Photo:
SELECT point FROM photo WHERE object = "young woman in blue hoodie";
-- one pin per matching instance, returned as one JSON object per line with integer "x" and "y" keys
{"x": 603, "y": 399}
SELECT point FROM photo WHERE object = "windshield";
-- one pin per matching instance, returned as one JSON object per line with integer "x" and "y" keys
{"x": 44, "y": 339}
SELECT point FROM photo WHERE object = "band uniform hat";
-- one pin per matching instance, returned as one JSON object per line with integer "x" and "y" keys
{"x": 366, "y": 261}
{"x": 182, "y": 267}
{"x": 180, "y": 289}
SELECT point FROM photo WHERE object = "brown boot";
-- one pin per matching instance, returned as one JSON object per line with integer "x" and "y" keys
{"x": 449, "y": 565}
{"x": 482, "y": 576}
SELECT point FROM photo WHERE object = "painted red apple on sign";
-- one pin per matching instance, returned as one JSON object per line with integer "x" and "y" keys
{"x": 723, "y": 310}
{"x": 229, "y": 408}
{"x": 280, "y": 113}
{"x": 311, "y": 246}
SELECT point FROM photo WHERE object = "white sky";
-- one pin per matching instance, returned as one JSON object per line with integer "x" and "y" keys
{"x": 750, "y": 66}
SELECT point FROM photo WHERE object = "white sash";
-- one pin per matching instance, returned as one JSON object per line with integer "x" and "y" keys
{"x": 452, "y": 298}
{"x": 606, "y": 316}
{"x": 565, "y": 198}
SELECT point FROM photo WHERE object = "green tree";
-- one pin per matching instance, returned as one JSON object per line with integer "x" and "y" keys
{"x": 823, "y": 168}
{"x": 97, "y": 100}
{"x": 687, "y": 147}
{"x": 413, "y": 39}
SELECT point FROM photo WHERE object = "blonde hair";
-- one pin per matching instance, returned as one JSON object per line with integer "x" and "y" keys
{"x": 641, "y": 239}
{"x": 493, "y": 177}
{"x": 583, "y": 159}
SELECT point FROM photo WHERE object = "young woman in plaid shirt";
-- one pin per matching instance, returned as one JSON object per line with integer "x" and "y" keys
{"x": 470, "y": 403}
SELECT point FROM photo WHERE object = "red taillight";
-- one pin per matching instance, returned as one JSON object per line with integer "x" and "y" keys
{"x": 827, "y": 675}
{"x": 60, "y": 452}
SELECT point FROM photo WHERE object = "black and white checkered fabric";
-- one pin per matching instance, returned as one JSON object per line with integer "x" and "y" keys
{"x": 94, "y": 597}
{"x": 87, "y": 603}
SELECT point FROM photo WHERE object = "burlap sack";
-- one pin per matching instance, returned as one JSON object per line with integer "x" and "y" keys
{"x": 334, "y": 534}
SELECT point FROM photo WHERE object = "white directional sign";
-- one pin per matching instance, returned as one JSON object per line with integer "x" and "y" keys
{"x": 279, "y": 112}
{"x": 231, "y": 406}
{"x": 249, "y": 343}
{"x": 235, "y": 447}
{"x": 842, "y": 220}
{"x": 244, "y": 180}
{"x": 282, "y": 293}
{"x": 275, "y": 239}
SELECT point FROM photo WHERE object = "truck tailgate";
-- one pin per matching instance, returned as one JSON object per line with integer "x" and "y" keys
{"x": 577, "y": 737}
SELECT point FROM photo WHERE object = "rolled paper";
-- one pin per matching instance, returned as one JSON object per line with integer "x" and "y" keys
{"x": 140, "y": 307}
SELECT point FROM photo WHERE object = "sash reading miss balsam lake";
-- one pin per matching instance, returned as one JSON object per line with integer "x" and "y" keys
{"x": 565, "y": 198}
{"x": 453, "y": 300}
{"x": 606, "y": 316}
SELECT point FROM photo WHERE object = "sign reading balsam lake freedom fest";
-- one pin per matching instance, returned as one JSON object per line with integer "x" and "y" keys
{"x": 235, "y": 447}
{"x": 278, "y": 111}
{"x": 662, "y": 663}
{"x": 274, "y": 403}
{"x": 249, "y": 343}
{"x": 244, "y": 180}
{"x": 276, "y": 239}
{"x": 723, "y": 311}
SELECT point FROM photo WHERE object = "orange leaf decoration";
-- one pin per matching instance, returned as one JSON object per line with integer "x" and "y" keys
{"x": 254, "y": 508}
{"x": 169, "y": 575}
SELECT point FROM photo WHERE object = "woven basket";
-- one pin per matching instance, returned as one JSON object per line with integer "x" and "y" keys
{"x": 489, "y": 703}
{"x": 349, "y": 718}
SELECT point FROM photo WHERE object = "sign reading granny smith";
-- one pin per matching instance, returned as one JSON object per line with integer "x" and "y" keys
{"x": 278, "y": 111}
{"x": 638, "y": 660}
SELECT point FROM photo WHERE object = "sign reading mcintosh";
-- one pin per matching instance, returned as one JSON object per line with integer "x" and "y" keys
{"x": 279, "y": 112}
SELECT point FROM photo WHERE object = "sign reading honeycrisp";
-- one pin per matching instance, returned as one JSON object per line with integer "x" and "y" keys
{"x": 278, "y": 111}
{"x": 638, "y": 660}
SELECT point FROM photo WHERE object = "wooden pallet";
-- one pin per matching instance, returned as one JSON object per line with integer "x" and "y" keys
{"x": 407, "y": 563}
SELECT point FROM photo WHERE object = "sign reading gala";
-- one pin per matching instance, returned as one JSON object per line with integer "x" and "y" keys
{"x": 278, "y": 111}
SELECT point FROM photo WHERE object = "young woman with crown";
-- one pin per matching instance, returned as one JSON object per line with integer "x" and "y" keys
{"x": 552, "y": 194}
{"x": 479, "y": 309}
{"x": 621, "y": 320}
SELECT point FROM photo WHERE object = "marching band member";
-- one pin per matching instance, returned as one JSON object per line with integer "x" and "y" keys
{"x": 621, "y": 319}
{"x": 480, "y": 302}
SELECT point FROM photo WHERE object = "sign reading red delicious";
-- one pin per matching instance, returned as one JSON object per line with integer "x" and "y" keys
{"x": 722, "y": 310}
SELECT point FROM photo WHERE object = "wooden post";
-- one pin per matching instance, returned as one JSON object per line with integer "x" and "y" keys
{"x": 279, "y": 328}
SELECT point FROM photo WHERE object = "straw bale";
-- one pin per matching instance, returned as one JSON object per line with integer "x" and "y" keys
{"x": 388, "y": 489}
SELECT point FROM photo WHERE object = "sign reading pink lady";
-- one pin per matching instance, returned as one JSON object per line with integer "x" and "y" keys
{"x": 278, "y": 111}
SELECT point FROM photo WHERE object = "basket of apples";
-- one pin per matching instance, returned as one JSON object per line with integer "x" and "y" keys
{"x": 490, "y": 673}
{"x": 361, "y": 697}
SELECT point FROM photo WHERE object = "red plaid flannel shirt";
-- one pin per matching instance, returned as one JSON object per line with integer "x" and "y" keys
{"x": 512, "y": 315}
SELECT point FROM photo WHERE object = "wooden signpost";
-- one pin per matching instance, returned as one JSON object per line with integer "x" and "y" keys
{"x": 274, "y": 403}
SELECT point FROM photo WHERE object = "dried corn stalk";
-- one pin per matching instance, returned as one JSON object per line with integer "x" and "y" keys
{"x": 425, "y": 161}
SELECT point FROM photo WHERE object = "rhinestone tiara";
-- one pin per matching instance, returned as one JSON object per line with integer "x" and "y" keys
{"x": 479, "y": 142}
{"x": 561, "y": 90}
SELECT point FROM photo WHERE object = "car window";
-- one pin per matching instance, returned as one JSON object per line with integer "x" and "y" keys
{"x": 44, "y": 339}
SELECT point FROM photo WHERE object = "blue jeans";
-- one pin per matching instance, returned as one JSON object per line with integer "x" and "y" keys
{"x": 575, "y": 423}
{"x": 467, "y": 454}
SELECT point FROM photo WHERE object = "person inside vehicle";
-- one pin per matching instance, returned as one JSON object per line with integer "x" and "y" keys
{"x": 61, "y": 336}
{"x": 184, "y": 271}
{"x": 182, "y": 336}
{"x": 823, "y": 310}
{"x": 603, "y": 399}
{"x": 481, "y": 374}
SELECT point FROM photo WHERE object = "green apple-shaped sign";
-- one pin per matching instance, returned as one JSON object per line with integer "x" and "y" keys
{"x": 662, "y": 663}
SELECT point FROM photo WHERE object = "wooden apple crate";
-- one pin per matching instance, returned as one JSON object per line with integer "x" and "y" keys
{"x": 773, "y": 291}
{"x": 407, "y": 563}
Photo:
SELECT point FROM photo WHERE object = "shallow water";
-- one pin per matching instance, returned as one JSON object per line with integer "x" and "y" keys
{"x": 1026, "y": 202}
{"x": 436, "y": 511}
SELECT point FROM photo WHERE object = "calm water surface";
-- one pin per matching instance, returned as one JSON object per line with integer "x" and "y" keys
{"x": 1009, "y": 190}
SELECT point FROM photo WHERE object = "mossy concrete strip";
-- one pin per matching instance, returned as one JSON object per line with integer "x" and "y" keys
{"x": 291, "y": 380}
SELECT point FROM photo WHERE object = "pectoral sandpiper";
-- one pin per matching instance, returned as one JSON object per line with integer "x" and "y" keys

* [THE TASK]
Please report all lines in the entries where "band" appears.

* [RESULT BELOW]
SELECT point FROM photo WHERE object = "band uniform hat";
SELECT point FROM photo WHERE object = "marching band member";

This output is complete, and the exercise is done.